**RECORDED DATA**
************
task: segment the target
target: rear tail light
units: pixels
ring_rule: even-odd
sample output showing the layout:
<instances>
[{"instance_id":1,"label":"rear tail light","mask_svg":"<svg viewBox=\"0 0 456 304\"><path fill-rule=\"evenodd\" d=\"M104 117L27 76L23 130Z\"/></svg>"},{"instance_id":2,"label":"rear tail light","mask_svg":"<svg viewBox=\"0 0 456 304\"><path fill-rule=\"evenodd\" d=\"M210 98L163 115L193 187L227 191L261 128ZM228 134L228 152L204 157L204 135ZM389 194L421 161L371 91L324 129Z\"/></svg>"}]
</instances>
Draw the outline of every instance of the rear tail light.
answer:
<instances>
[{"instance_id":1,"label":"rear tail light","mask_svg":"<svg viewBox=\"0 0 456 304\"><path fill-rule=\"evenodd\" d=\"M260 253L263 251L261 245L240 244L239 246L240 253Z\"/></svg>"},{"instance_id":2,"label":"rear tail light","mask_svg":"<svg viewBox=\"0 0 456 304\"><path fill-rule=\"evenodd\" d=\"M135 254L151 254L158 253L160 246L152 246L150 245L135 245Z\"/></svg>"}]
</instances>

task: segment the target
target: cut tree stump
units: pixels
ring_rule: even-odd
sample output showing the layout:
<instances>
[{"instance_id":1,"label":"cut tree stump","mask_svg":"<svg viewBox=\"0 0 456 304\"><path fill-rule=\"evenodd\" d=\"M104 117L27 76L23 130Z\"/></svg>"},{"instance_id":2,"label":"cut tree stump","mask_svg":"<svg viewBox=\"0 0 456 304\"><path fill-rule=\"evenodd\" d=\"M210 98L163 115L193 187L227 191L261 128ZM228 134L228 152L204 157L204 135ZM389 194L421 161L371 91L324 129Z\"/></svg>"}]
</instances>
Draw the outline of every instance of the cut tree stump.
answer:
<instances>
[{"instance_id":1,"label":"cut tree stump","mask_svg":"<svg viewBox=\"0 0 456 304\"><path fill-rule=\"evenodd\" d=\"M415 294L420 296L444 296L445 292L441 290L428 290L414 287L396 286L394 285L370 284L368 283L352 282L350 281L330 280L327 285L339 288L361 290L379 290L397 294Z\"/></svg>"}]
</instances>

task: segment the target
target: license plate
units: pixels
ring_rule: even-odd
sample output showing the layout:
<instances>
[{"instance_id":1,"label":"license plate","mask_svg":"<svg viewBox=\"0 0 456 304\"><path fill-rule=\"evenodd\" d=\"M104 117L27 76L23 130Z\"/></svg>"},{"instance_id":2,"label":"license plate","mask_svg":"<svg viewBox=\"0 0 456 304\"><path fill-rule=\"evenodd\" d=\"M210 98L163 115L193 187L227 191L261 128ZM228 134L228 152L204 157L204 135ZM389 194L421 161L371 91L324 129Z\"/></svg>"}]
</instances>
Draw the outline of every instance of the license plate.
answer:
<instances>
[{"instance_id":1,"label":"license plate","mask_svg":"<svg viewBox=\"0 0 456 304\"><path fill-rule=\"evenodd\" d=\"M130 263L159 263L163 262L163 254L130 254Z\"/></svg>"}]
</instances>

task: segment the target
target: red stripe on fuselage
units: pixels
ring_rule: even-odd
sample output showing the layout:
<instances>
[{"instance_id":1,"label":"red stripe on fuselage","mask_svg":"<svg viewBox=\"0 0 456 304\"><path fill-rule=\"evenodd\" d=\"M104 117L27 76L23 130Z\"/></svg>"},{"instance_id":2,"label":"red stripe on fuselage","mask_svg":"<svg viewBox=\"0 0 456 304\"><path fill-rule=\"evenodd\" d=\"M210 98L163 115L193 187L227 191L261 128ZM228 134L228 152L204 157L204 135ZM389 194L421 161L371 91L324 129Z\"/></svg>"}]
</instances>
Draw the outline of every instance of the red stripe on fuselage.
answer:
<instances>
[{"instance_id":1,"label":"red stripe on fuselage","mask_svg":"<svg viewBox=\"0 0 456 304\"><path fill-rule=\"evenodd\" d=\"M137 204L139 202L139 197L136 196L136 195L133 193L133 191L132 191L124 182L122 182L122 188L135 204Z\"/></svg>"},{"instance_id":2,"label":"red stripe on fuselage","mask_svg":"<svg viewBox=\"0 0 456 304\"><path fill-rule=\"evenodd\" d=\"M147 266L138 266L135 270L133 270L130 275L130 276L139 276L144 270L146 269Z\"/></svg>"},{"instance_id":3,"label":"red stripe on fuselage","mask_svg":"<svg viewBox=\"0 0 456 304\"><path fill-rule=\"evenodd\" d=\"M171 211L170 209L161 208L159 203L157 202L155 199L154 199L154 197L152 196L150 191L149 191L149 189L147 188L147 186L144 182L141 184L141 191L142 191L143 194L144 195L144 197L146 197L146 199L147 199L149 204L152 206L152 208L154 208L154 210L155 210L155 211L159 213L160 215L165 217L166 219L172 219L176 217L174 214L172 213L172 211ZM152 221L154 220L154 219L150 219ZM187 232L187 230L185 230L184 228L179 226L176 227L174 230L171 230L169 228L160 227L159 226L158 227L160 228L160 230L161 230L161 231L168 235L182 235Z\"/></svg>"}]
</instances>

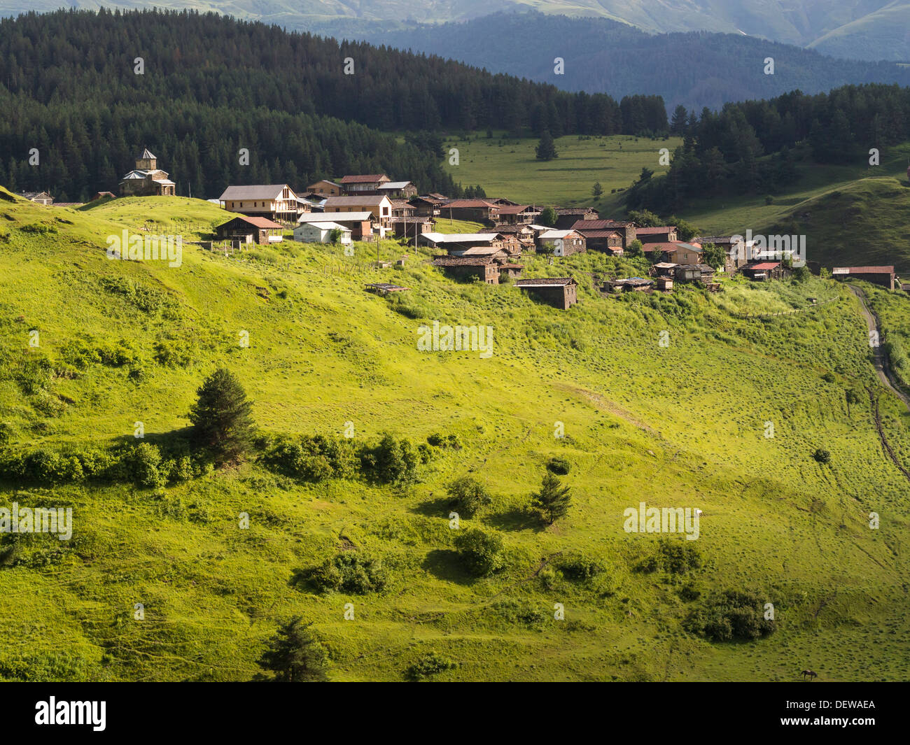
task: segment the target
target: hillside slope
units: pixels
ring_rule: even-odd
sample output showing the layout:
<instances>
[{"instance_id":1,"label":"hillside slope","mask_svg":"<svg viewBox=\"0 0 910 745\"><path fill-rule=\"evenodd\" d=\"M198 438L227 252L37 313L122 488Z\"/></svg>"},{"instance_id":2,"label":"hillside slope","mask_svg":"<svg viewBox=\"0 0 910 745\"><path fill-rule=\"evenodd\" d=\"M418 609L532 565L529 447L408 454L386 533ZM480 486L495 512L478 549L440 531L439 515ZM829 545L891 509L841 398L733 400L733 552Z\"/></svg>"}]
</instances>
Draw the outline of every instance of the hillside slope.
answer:
<instances>
[{"instance_id":1,"label":"hillside slope","mask_svg":"<svg viewBox=\"0 0 910 745\"><path fill-rule=\"evenodd\" d=\"M711 31L763 37L773 41L811 46L824 54L867 60L910 59L910 35L905 0L767 0L730 3L726 0L420 0L402 5L398 0L308 0L290 3L275 0L72 0L72 7L190 8L215 11L238 18L278 24L339 35L369 33L378 24L383 30L415 22L463 21L498 11L528 8L549 15L597 16L636 26L652 33ZM56 10L54 0L2 0L0 14L30 10Z\"/></svg>"},{"instance_id":2,"label":"hillside slope","mask_svg":"<svg viewBox=\"0 0 910 745\"><path fill-rule=\"evenodd\" d=\"M845 288L736 281L718 295L607 298L592 273L642 267L524 257L530 276L577 277L580 304L561 312L508 285L446 279L422 250L382 272L368 268L366 246L354 257L299 245L225 257L187 244L177 268L112 261L107 236L206 207L150 197L130 216L116 203L75 211L0 195L6 451L104 449L135 442L136 421L147 442L165 442L219 365L267 430L333 436L349 422L357 441L388 430L461 444L430 448L417 482L401 486L314 482L256 461L157 488L4 483L5 504L71 505L75 529L62 546L31 537L0 567L0 679L249 680L293 614L314 622L334 680L401 680L430 651L458 663L440 680L794 680L806 667L823 680L905 676L910 489L883 457L864 388L910 464L907 415L876 388ZM393 244L380 252L400 256ZM365 293L376 280L410 290ZM807 296L839 300L805 310ZM791 309L805 312L739 315ZM420 351L419 326L434 320L493 327L492 356ZM812 457L822 448L827 465ZM526 507L554 456L571 464L574 503L547 527ZM493 503L462 528L505 544L502 570L480 579L452 550L444 497L468 473ZM703 510L700 568L641 569L660 556L657 537L625 532L622 513L642 500ZM382 559L381 592L294 583L351 547ZM560 568L573 554L603 570L572 579ZM777 631L727 644L685 630L720 589L773 602Z\"/></svg>"}]
</instances>

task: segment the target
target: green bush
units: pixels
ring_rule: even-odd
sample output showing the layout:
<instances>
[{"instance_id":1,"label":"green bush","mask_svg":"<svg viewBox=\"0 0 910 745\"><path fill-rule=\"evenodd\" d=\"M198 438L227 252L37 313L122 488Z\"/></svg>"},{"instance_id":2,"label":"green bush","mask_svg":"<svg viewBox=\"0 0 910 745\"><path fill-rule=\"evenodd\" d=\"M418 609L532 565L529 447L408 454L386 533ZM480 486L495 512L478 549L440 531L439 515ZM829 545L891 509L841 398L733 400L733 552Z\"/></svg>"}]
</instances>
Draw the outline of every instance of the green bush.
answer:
************
**REQUIRED TASK**
Tally the lines in the records above that contain the string "outline", matching case exactly. Reply with the number alone.

**OUTPUT OF THE EXERCISE**
6